=== EXCERPT PROVIDED ===
-=-=-
Thousands of kids are falling through the cracks between child protective services and the foster care system—or stuck in homes where sporadic abuse creates havoc.

In the middle of these needs is a growing ministry called Safe Families for Children, providing support for children and their parents in times of crisis and chaos. David Anderson, founder of Safe Families for Children, shares important aspects to preventing the need for foster care.

We learn more about about preventing the need for foster care by recognizing that there are alternative safety nets for children.

“One of the things we want to do is to help keep kids out of foster care, and stay out of foster care if they don’t really need to be in foster care. Now certainly, families can be so challenged that they need the coercion and all the stuff that occurs in foster care, but if those families don’t and they can be helped in other community and neighborly-based ways, we should do that.”

David wrote his doctoral thesis on child abuse and why parents abuse their kids. He helps us understand the dangers of child abuse and where Safe Families can step in as a safe place for children.
-=-=-
=== SOURCE INFORMATION ===
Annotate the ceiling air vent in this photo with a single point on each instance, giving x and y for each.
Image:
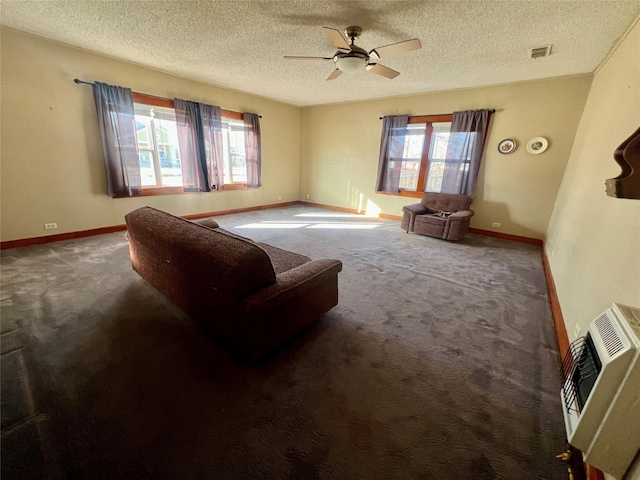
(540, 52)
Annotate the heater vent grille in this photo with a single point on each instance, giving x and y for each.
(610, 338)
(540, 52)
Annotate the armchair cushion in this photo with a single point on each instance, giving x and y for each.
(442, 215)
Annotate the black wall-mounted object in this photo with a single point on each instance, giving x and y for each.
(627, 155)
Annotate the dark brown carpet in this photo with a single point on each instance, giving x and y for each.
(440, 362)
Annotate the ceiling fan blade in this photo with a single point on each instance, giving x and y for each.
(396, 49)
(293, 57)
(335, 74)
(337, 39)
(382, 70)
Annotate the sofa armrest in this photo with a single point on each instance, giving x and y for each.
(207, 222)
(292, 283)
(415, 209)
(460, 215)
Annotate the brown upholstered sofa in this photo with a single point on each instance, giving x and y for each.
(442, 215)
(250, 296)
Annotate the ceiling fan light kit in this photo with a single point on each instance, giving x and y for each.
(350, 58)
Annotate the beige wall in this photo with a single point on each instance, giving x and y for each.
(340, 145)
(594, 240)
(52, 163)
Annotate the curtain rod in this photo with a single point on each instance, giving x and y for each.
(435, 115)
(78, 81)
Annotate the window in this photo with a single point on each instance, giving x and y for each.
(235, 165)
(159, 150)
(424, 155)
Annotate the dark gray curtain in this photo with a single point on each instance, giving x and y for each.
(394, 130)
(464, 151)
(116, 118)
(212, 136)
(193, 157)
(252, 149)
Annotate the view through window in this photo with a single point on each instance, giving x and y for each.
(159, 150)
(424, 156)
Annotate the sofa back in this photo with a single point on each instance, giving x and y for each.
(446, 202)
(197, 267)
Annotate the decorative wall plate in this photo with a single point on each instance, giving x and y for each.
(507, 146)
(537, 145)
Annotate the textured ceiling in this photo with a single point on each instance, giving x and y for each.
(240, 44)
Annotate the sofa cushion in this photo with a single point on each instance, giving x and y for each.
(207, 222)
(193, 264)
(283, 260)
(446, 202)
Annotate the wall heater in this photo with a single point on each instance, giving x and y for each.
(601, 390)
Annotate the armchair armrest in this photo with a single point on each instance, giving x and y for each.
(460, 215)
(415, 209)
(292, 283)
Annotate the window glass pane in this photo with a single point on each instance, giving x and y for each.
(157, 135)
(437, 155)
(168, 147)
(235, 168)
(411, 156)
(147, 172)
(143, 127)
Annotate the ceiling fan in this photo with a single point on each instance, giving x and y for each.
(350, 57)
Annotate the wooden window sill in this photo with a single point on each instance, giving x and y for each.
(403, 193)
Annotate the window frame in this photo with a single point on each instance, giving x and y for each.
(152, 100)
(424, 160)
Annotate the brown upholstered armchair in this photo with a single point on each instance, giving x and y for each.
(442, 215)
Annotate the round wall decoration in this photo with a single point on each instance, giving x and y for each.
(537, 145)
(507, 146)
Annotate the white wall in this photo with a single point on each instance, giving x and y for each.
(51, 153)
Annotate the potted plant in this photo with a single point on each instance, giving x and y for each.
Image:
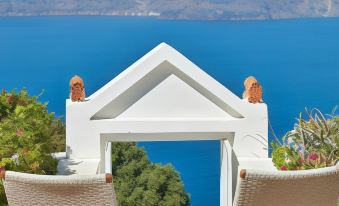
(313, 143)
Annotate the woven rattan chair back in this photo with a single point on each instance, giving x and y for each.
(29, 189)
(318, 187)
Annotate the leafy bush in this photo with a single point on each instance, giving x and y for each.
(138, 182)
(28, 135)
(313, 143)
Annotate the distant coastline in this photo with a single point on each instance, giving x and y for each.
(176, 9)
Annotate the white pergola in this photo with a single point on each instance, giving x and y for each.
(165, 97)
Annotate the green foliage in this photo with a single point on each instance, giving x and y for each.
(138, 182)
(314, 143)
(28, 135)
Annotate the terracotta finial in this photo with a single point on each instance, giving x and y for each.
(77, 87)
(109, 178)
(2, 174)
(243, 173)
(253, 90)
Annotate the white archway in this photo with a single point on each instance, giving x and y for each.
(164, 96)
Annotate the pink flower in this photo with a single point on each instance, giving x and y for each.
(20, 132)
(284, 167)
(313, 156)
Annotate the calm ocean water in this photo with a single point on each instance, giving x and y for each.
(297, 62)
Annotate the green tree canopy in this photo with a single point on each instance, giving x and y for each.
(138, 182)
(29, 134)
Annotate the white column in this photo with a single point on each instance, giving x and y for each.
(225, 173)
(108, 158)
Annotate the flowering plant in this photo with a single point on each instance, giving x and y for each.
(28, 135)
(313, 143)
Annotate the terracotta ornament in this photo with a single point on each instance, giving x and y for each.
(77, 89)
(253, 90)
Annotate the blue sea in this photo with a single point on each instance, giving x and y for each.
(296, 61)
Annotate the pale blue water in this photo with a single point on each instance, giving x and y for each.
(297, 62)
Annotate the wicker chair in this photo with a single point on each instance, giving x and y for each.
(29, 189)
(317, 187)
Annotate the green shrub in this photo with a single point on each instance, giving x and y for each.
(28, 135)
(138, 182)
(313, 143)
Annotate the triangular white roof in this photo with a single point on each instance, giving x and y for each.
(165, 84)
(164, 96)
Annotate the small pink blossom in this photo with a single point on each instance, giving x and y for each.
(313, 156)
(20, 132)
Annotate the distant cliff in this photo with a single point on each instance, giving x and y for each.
-=-=-
In the text about Safe Families for Children, what was the subject of David Anderson's doctoral thesis? The rows are separate material, unrelated to the text about Safe Families for Children.

Child abuse and why parents abuse their kids.